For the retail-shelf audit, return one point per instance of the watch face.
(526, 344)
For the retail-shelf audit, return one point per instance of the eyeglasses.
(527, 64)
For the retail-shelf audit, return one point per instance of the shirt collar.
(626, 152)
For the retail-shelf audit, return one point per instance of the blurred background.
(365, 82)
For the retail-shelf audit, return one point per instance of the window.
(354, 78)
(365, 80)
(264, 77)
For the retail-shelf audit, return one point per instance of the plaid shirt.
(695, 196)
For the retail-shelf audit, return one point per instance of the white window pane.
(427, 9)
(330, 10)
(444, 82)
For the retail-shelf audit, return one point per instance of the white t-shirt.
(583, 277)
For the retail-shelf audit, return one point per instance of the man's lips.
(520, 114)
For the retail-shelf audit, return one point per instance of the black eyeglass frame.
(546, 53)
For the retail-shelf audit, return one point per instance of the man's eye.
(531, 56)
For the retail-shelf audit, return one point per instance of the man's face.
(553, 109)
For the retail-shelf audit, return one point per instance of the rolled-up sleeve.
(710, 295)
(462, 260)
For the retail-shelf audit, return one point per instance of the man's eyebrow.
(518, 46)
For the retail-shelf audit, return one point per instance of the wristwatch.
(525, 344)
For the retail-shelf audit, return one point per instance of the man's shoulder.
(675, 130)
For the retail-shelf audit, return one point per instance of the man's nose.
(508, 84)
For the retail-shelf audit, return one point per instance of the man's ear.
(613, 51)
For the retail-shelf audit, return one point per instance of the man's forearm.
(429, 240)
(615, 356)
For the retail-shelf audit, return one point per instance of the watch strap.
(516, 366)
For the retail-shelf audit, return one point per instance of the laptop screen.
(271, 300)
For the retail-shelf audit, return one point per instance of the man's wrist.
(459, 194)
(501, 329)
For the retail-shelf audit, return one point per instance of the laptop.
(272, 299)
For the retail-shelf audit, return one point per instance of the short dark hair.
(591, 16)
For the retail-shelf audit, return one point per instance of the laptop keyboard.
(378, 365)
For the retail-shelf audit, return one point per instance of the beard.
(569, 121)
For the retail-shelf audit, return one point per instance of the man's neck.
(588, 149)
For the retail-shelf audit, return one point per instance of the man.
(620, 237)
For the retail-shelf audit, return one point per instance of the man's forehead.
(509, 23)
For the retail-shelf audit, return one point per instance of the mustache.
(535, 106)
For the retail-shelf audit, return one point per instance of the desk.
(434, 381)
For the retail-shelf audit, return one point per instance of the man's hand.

--------

• **Required work**: Exactly as written, reproduce the whole listing.

• **Answer box**:
For the retail-shelf audit, return one point per instance of the watch face.
(526, 344)
For the retail-shelf audit, return one point per instance of the eyeglasses.
(527, 64)
For the retail-shelf audit, return one point per instance of the shirt collar.
(626, 152)
For the retail-shelf audit, return one point per instance of the blurred background.
(365, 82)
For the retail-shelf audit, return one point per instance of the window.
(354, 78)
(365, 80)
(264, 77)
For the retail-shelf audit, return one point per instance of the plaid shirt.
(695, 196)
For the retail-shelf audit, return one point per instance of the white window pane.
(427, 9)
(330, 10)
(444, 82)
For the retail-shelf audit, return one point per instance of the white t-shirt.
(583, 277)
For the retail-shelf audit, return one point per instance of the man's lips.
(520, 114)
For the retail-shelf audit, return one point per instance of the black eyeglass frame.
(546, 53)
For the retail-shelf audit, return one point per instance of the man's eye.
(531, 56)
For the retail-shelf audit, return one point per instance of the man's face.
(553, 109)
For the retail-shelf audit, return one point per instance of the rolled-up sleeve.
(710, 295)
(462, 260)
For the retail-shelf audit, return one point per instance of the man's eyebrow.
(518, 46)
For the retail-shelf audit, return one point per instance of the wristwatch.
(525, 344)
For the retail-shelf audit, return one point per instance of the man's shoulder.
(675, 130)
For the retail-shelf audit, return one point per instance of the man's nose.
(508, 84)
For the retail-shelf audit, return one point per instance of the man's ear.
(613, 51)
For the retail-shelf audit, return one point per instance of the man's forearm.
(429, 240)
(615, 356)
For the retail-shelf audit, return one point per instance of the watch strap.
(516, 366)
For the retail-shelf audit, return one point per instance of the laptop screen.
(271, 300)
For the retail-shelf audit, return one point per instance of the man's wrist.
(459, 194)
(501, 329)
For the retail-shelf audit, return one point per instance of the laptop.
(272, 299)
For the retail-shelf audit, return one point per instance of the short dark hair.
(591, 16)
For the retail-shelf audit, return one point per instance of the laptop keyboard.
(378, 365)
For the retail-shelf audit, return one point per instance of the beard.
(569, 121)
For the retail-shelf audit, return one point per instance of the man's neck.
(588, 149)
For the retail-shelf audit, return one point per instance of the man.
(620, 237)
For the retail-shelf audit, return one point per instance of the man's forehead.
(509, 23)
For the retail-shelf audit, return one point per instance of the mustache.
(535, 106)
For the retail-shelf audit, return one point per instance of the desk.
(434, 381)
For the retail-shelf audit, return one point per instance of the man's hand.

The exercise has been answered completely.